Dataset extract —
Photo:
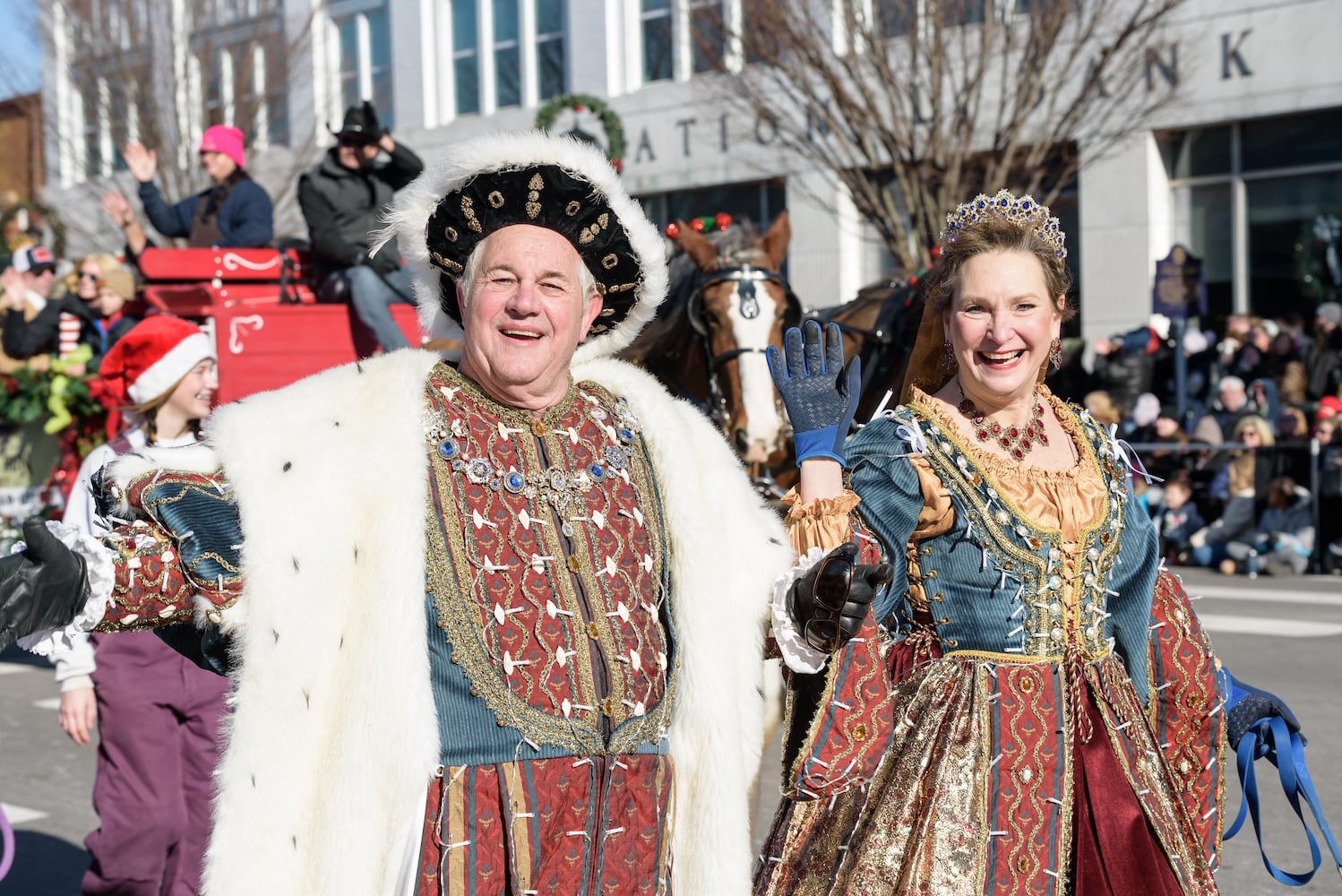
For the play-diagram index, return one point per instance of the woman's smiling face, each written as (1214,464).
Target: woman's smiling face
(1002,323)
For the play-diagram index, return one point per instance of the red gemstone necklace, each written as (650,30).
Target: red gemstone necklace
(1016,442)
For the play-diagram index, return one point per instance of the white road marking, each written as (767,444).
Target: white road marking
(1267,625)
(18,814)
(1282,596)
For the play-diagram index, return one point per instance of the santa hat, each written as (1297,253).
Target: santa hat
(151,358)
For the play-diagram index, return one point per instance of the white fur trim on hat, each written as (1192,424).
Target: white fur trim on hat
(500,151)
(167,370)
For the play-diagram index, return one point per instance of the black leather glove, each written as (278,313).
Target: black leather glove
(830,602)
(1245,704)
(40,589)
(387,261)
(819,392)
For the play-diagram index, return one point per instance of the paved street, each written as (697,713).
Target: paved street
(1283,634)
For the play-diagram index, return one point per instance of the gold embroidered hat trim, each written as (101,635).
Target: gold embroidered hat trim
(542,194)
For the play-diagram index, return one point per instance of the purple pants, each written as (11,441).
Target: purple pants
(159,723)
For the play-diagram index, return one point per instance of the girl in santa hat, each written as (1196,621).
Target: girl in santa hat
(158,714)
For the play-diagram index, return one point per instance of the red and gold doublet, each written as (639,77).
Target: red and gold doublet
(546,569)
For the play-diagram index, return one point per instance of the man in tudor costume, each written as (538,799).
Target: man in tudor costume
(493,629)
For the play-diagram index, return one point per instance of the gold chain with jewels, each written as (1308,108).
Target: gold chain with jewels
(1016,442)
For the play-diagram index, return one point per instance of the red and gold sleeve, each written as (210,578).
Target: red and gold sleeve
(1186,709)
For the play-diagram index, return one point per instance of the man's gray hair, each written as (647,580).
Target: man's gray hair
(587,280)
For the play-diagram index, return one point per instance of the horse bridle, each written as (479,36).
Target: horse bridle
(745,277)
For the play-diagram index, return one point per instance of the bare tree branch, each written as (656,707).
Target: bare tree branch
(916,105)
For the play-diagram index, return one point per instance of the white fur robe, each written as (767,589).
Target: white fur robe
(333,741)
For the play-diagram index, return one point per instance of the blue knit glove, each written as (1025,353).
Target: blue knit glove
(1245,704)
(819,392)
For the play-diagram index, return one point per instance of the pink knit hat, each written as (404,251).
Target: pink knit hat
(151,358)
(221,138)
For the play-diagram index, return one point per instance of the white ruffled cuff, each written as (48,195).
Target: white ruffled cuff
(102,575)
(799,655)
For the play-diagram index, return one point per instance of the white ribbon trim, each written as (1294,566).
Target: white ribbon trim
(799,655)
(102,575)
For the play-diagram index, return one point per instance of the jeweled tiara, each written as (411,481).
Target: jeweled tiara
(1021,211)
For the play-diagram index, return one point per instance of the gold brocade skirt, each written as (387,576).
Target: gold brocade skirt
(975,790)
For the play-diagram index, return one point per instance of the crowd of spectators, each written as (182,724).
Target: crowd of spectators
(73,314)
(1256,450)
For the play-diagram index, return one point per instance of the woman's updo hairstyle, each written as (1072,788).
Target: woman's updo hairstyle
(999,223)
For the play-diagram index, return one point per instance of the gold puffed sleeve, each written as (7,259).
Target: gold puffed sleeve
(824,522)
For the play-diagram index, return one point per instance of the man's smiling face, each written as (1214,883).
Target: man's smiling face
(523,314)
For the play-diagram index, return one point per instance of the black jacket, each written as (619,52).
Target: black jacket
(1325,366)
(39,336)
(342,205)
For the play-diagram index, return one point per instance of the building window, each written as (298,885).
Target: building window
(366,61)
(709,43)
(507,58)
(549,48)
(657,40)
(466,56)
(507,53)
(894,18)
(754,202)
(89,99)
(243,85)
(1253,199)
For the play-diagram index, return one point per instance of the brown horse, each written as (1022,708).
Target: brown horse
(879,326)
(727,302)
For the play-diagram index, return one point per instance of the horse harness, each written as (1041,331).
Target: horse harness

The task —
Format every line of the entries above as a Markdown table with the columns Row and Line, numbering the rows in order and skipping blank lines. Leave the pictures out of the table.

Expected output —
| Row | Line |
|---|---|
| 1 | Photo: |
| 2 | For the play-diagram index, return one point per instance of the woman's smiling face, each written as (1214,464). |
| 3 | Target: woman's smiling face |
| 4 | (1002,323) |
| 5 | For the play-diagram index, return one point per instance of the red gemstone necklace, each written as (650,30). |
| 6 | Target: red gemstone necklace |
| 7 | (1016,442) |
| 8 | For the play-diagram index, return one point per instance of the white road marking, each written as (767,444). |
| 9 | Target: white road marking |
| 10 | (1267,625) |
| 11 | (18,814) |
| 12 | (1282,596) |
| 13 | For the play-diagram index, return one point per instance of the santa hat, each written as (1297,253). |
| 14 | Target: santa hat |
| 15 | (151,358) |
| 16 | For the play-diagram index, return one point per instance of the white fur trim on hat, each written as (1192,424). |
| 17 | Target: white fur trim on hat |
| 18 | (500,151) |
| 19 | (167,370) |
| 20 | For the play-diagram index, return one point per instance of the black leather glove, each written as (278,313). |
| 21 | Target: black leather glove |
| 22 | (830,602) |
| 23 | (1245,704) |
| 24 | (40,589) |
| 25 | (387,261) |
| 26 | (819,392) |
| 27 | For the play-diagram index, return one point per instance of the paved street, each written as (697,713). |
| 28 | Target: paved street |
| 29 | (1283,634) |
| 30 | For the play-diagram index, return one point per instance of the gold embroidered hat trim, each written as (101,635). |
| 31 | Target: gold embroidered hat trim |
| 32 | (542,194) |
| 33 | For the play-diagram index, return one point per instance of the purple pants, each written as (11,441). |
| 34 | Target: purple pants |
| 35 | (159,723) |
| 36 | For the play-diagram index, return one point per instance of the girl in santa hat, each written as (1196,621). |
| 37 | Target: girl in santa hat |
| 38 | (158,714) |
| 39 | For the play-diagram index, return one point per instance of the red and gold doublet, each written as (639,77). |
| 40 | Target: red and gold doublet |
| 41 | (546,569) |
| 42 | For the play-diagram index, return one point per instance of the man in tudor costume, each written as (538,799). |
| 43 | Target: man in tudor costume |
| 44 | (493,629) |
| 45 | For the play-diagram index, return one point per instance of the gold chain with jewels, each written as (1308,108). |
| 46 | Target: gold chain with jewels |
| 47 | (1016,442) |
| 48 | For the play-diagram index, return one point per instance of the red and gold sleeve, each written as (210,578). |
| 49 | Target: red and gold sleeve |
| 50 | (1186,709) |
| 51 | For the play-diagram index, return one point per instance of the man's gray hair, each written as (647,580). |
| 52 | Target: man's gray hair |
| 53 | (587,280) |
| 54 | For the play-diagram index, return one point per instance of the horse bridle, each written as (479,36). |
| 55 | Target: horse bridle |
| 56 | (745,277) |
| 57 | For the play-diagram index, return one point per instance of the bare tree branch, each written as (656,707). |
| 58 | Target: bare tree branch |
| 59 | (916,105) |
| 60 | For the play-diagram index, return one point per instance of the white fur robe, each written as (767,589). |
| 61 | Target: white fur robe |
| 62 | (333,741) |
| 63 | For the play-diagram index, return one point per instance of the blue knit glove, each written as (1025,353). |
| 64 | Target: blue knit glove |
| 65 | (1245,704) |
| 66 | (819,392) |
| 67 | For the play-diagram index, return one point per instance of the pink knit hat, each written as (404,251). |
| 68 | Target: pink knit hat |
| 69 | (151,358) |
| 70 | (221,138) |
| 71 | For the play-diagram index, return one point per instance of the white ruffled cuff, each written as (48,195). |
| 72 | Target: white ruffled cuff |
| 73 | (102,575) |
| 74 | (799,655) |
| 75 | For the play-diagram index, return one point per instance of the white ribbon trim, each written as (1294,566). |
| 76 | Target: white ribbon trim |
| 77 | (799,655) |
| 78 | (102,575) |
| 79 | For the play-diagram index, return one point per instance of the jeweled tiara, each written as (411,481). |
| 80 | Target: jeweled tiara |
| 81 | (1021,211) |
| 82 | For the play-diagram index, return one point per instance of the gold brocade skirt, each written as (387,576). |
| 83 | Target: gold brocade skirt |
| 84 | (975,790) |
| 85 | For the play-diagram index, return one point per instance of the crowd of spectators, each written as (182,724). |
| 86 | Target: crowd of spectators |
| 87 | (73,314) |
| 88 | (1256,450) |
| 89 | For the play-diagram index, return one point per instance of the woman's updo hairstyle, each written as (1072,788). |
| 90 | Target: woman's updo hairstyle |
| 91 | (999,223) |
| 92 | For the play-diagram index, return one point per instance of the gold puffed sleeve, each written as (7,259). |
| 93 | Target: gold puffed sleeve |
| 94 | (824,522) |
| 95 | For the play-diagram index, return one point per instance of the man's smiling face, each written as (1214,883). |
| 96 | Target: man's smiling face |
| 97 | (523,314) |
| 98 | For the play-diagram index, return one point per instance of the black jacket, each written as (619,52). |
| 99 | Target: black jacket |
| 100 | (1325,366) |
| 101 | (39,336) |
| 102 | (342,205) |
| 103 | For the play-diagram index, return one point per instance of the building window, each written as (298,885). |
| 104 | Target: building window |
| 105 | (366,61) |
| 106 | (709,43) |
| 107 | (507,58) |
| 108 | (549,48) |
| 109 | (657,40) |
| 110 | (466,56) |
| 111 | (507,53) |
| 112 | (894,18) |
| 113 | (754,202) |
| 114 | (89,99) |
| 115 | (243,85) |
| 116 | (1253,199) |
| 117 | For the play-diagram index, return one point per instance of the brown horse, each written as (1022,708). |
| 118 | Target: brown horse |
| 119 | (879,326) |
| 120 | (727,302) |
| 121 | For the play-diagram index, return one point per instance of the horse harness, each written as (1041,331). |
| 122 | Target: horse harness |